Point annotation listing:
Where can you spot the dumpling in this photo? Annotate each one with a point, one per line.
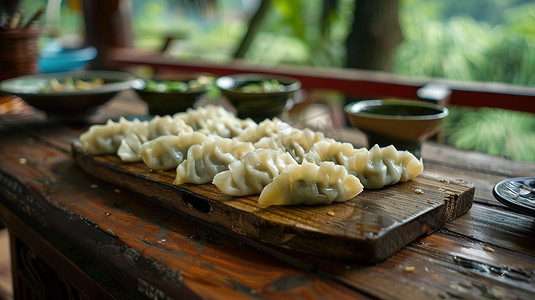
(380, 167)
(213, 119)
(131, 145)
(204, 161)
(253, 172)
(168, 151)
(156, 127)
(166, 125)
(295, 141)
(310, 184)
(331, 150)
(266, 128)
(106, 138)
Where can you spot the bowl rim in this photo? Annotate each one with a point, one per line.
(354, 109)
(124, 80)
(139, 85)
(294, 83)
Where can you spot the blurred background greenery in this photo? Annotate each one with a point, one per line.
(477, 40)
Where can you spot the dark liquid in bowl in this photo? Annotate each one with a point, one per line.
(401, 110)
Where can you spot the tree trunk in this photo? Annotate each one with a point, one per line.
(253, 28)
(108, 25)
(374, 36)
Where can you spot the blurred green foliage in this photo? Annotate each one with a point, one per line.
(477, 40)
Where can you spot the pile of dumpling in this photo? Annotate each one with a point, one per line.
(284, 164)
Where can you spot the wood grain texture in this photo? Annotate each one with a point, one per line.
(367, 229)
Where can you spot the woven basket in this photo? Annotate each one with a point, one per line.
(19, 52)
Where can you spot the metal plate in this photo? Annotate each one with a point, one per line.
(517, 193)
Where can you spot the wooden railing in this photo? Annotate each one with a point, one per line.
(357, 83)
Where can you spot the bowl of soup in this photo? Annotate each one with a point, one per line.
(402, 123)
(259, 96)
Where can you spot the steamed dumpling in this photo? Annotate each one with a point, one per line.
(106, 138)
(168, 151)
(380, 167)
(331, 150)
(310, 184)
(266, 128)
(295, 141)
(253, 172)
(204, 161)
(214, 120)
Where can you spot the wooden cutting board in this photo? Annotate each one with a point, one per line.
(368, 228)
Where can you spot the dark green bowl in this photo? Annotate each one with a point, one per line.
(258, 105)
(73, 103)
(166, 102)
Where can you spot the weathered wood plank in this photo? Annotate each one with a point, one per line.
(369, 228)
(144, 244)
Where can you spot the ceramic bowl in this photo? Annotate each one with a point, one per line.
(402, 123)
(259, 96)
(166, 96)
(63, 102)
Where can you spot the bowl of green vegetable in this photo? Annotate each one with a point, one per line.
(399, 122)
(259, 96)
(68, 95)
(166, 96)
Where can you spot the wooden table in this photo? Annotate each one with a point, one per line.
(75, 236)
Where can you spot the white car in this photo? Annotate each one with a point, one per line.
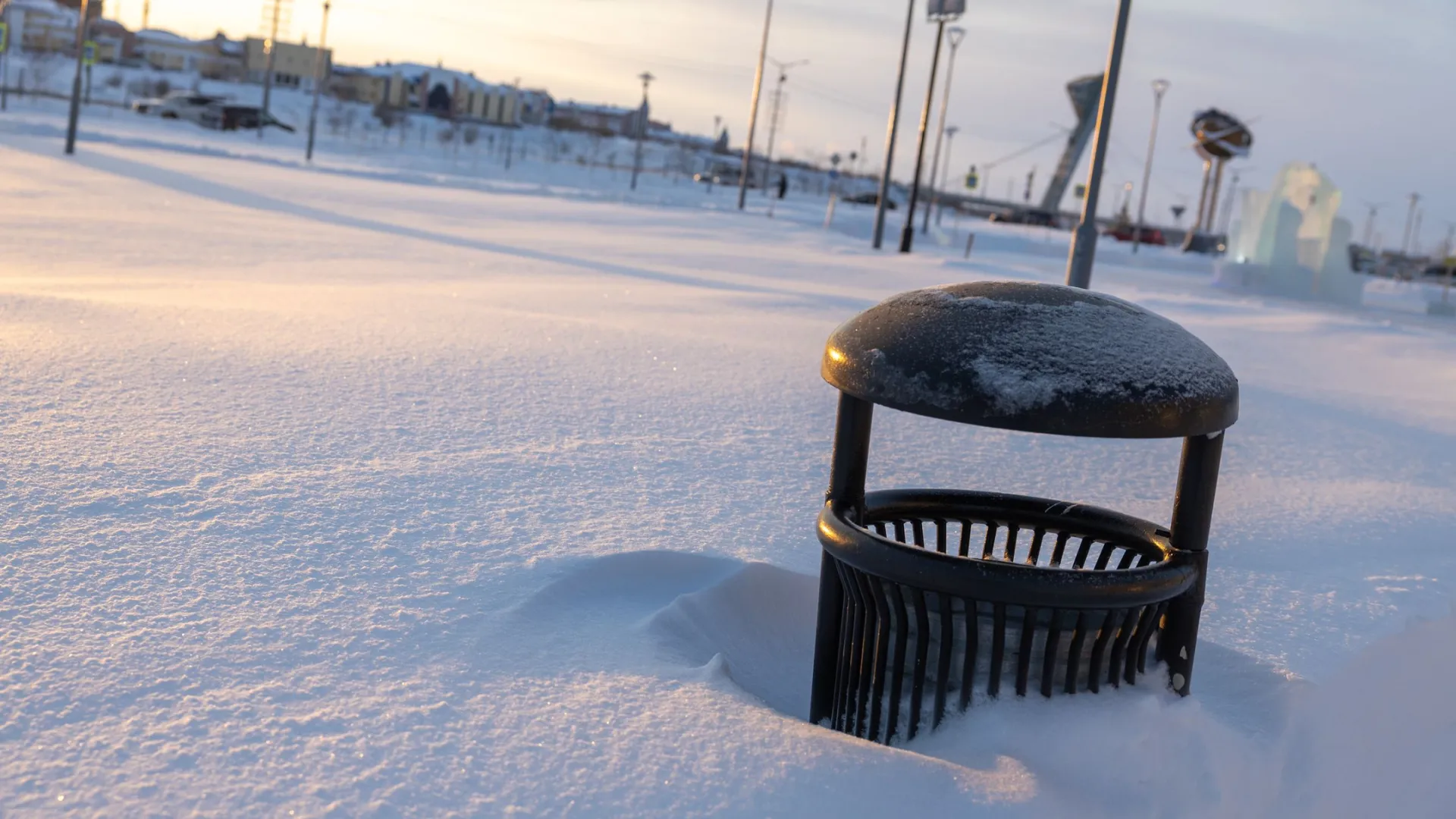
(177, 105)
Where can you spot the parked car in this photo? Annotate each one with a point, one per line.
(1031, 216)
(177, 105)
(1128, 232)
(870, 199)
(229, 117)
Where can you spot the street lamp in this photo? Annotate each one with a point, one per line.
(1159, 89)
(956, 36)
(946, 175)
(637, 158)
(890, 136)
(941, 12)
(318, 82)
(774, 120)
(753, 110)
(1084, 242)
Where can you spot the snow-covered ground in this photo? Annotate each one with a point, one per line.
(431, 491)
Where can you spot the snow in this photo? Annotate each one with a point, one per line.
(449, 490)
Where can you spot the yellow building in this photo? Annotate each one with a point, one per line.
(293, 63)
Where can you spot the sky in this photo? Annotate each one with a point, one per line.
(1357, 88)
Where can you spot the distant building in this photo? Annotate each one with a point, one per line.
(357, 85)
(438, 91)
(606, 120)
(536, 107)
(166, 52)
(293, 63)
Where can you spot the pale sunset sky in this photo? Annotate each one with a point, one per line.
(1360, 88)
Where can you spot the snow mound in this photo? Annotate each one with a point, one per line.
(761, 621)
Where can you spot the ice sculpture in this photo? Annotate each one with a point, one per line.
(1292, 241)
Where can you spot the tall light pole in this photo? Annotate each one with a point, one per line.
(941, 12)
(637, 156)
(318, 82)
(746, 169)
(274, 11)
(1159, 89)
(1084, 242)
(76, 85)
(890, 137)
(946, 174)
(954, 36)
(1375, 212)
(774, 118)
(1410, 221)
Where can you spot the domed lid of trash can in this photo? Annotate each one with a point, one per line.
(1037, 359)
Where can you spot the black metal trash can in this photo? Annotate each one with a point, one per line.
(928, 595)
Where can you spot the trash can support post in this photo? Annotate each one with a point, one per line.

# [GIVEN PROBLEM]
Write out the listing again, starting with the line containing "Where can you spot the ice" and going on through the end of the listing. Keep the requests unchanged, and shift both coordinates of every point by -84.

# [EXERCISE ANSWER]
Where can you spot the ice sculpture in this photo? Annotate each one with a point, one per line.
(1208, 157)
Where can you spot the tall light pole in this photo? Annotate each one with a point, one per line.
(857, -72)
(553, 72)
(234, -2)
(662, 85)
(190, -73)
(1075, 5)
(1000, 158)
(-8, 1)
(806, 53)
(862, 90)
(870, -48)
(1291, 128)
(690, 34)
(1326, 137)
Where can you spot the domed lid of trash can in this photo? Annotate each one with a point, one per line.
(953, 275)
Where can you spot the black metal trash can in this photo? Annotate each one with a point, one per line.
(844, 511)
Where can you spot the trash can support post in this photo? Annotate each one with a point, one per line.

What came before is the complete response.